--- Supplied entries Enclosed Below ---
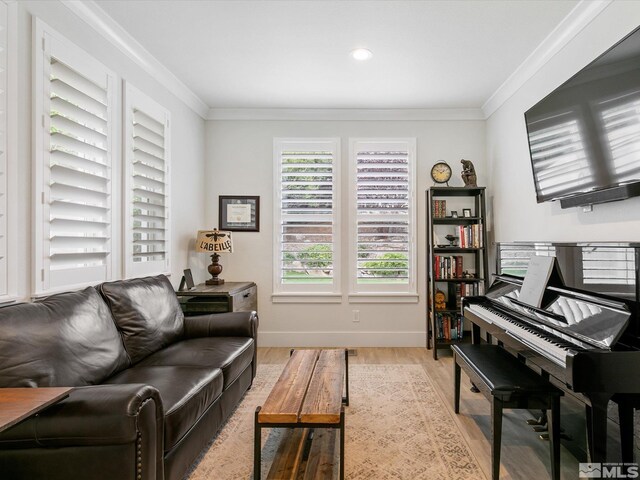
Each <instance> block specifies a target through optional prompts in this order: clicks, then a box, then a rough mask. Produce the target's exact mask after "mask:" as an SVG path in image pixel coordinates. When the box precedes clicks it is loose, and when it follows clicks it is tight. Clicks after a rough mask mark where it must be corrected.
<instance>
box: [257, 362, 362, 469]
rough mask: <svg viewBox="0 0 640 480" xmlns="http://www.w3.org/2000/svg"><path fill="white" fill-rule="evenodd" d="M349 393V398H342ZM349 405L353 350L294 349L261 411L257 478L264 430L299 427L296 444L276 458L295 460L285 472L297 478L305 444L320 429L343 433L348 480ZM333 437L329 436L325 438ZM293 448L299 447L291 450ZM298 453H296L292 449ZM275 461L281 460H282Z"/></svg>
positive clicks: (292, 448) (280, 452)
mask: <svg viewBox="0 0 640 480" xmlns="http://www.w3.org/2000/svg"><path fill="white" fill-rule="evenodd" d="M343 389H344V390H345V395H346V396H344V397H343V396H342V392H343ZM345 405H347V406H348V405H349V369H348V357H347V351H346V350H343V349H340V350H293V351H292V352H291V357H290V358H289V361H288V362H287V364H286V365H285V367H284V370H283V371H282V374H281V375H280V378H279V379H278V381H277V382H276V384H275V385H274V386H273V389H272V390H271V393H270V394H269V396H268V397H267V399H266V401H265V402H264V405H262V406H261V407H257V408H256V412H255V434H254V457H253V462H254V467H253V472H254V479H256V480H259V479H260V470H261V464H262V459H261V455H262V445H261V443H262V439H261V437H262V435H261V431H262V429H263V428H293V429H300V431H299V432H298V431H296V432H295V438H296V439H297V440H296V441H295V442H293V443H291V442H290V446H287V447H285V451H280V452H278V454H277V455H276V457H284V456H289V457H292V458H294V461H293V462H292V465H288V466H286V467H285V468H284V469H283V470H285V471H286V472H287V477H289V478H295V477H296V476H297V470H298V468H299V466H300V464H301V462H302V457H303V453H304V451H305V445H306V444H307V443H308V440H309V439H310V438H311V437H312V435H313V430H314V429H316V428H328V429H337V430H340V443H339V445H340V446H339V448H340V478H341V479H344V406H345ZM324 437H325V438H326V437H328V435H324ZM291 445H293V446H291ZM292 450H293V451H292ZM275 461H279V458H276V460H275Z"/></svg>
--- End of Enclosed Supplied entries ---
--- Supplied entries Enclosed Below ---
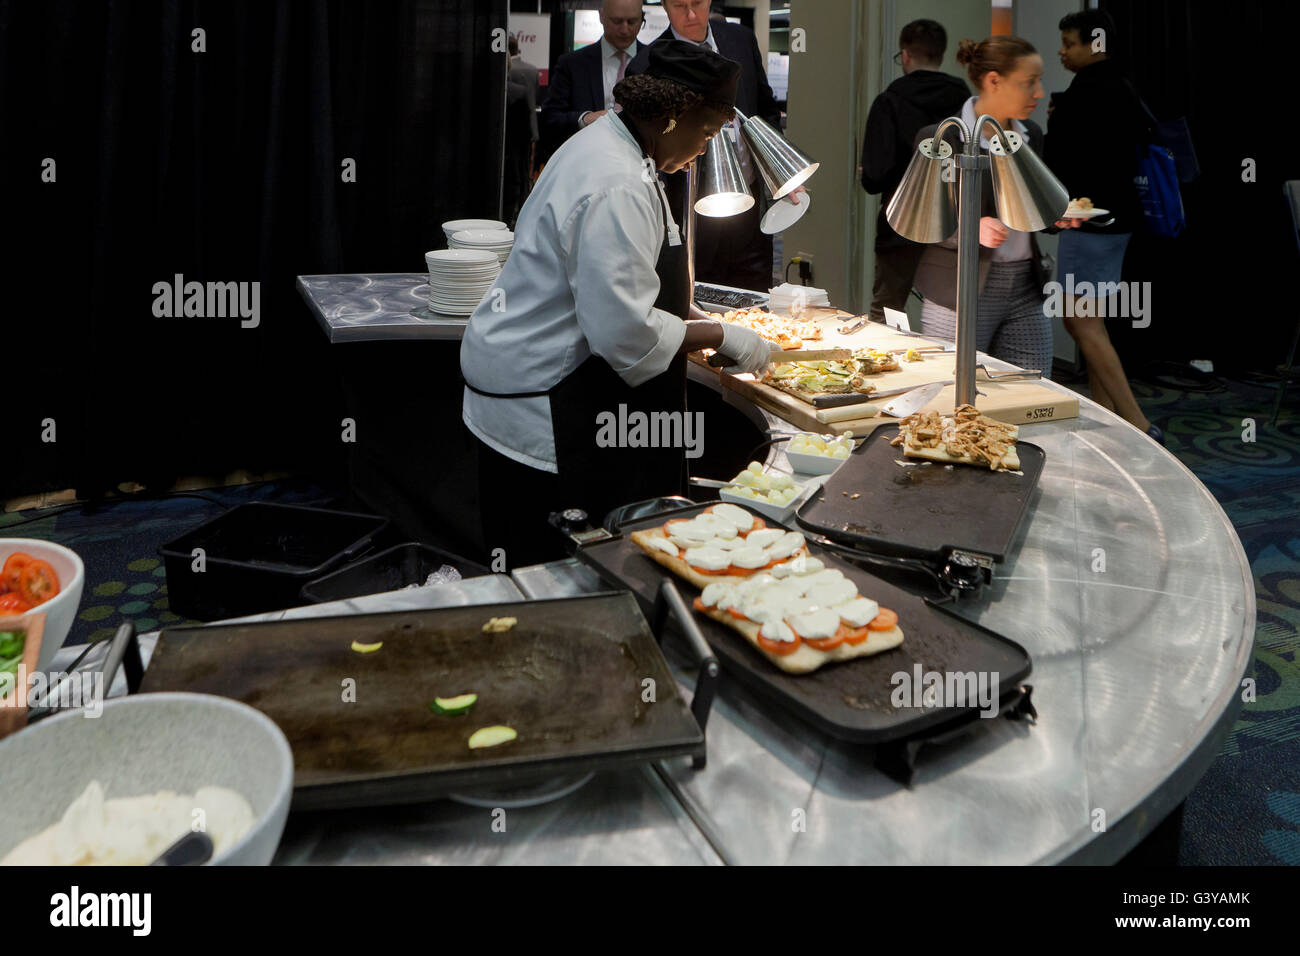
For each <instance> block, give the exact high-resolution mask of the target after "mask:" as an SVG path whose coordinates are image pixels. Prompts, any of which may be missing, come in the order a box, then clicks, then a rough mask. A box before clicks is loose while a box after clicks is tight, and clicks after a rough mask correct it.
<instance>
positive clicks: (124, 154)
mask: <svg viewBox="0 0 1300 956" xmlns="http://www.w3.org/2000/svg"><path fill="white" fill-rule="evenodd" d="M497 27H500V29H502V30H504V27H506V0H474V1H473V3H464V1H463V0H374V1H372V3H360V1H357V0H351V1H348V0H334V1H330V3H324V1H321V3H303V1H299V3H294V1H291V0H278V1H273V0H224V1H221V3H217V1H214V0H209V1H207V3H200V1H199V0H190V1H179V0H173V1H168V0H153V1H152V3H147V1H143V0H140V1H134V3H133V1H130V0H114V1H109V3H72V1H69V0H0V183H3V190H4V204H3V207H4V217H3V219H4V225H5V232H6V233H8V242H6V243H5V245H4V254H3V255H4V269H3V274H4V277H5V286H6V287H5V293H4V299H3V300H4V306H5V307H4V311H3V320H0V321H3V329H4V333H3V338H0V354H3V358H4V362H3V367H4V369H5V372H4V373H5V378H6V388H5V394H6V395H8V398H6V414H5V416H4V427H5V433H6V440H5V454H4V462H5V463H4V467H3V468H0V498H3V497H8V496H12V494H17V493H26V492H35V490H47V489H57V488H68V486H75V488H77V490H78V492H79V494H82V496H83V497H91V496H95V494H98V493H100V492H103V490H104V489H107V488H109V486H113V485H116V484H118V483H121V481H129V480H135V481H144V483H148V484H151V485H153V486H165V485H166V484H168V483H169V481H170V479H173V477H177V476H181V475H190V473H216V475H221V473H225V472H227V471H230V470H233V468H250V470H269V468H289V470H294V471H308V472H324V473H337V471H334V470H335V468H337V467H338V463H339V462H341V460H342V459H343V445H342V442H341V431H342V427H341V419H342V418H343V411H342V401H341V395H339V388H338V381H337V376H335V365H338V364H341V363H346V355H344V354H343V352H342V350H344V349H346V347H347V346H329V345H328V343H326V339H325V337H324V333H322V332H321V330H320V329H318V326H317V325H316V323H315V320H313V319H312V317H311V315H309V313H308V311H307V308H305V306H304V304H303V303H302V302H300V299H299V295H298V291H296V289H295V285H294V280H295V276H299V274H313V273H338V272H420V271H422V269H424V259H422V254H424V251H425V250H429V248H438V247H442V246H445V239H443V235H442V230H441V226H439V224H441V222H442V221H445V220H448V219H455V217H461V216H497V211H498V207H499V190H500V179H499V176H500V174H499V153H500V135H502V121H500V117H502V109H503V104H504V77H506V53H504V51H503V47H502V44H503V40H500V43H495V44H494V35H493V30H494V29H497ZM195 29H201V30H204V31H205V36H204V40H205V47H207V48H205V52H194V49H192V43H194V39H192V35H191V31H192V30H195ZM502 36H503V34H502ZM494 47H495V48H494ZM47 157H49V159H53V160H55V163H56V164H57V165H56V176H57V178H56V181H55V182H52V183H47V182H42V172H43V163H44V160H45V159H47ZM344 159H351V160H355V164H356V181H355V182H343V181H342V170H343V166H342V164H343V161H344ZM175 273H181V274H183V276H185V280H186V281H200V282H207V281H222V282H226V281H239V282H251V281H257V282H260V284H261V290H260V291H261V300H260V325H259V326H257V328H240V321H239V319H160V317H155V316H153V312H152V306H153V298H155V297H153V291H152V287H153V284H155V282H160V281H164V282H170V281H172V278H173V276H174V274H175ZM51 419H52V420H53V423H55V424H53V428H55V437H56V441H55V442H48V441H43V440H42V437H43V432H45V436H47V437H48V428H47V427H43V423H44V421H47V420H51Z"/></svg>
--- End of Enclosed Supplied entries ---
--- Supplied entries Enclosed Below ---
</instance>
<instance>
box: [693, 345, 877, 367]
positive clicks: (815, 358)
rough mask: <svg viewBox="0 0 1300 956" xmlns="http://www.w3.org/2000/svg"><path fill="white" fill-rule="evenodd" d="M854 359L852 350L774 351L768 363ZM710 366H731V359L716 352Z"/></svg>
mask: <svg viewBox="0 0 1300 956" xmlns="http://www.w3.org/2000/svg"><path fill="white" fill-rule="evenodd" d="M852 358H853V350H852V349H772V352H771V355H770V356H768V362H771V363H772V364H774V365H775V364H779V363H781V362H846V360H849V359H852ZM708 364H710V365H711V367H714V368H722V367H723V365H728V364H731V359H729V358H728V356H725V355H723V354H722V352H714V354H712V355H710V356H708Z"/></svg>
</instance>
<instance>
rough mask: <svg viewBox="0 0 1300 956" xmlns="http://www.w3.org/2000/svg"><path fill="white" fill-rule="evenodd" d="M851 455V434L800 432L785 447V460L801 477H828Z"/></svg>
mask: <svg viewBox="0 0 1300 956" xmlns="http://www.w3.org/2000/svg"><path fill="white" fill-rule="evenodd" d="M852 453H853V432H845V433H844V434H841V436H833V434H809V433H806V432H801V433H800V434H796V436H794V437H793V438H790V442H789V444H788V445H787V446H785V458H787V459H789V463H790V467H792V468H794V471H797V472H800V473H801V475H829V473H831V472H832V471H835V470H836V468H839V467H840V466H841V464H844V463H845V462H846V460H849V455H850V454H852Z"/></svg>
--- End of Enclosed Supplied entries ---
(Directions for this task) Rewrite the entries between the lines holding "For each <instance>" and "positive clicks: (124, 154)", inclusive, with "high-resolution" swapped for "pixel-accurate" and nothing else changed. Give back only those lines.

(Problem solution)
For each <instance> block, give the exact pixel-accurate mask of the target after "mask:" as an SVG path whose coordinates are image pixels. Prompts, any of which may be missing, come in the order a box, then clicks, then a rough mask. A box before clicks is loose while a box after clicks is tight, and clicks after a rough mask correct it.
<instance>
positive clicks: (124, 154)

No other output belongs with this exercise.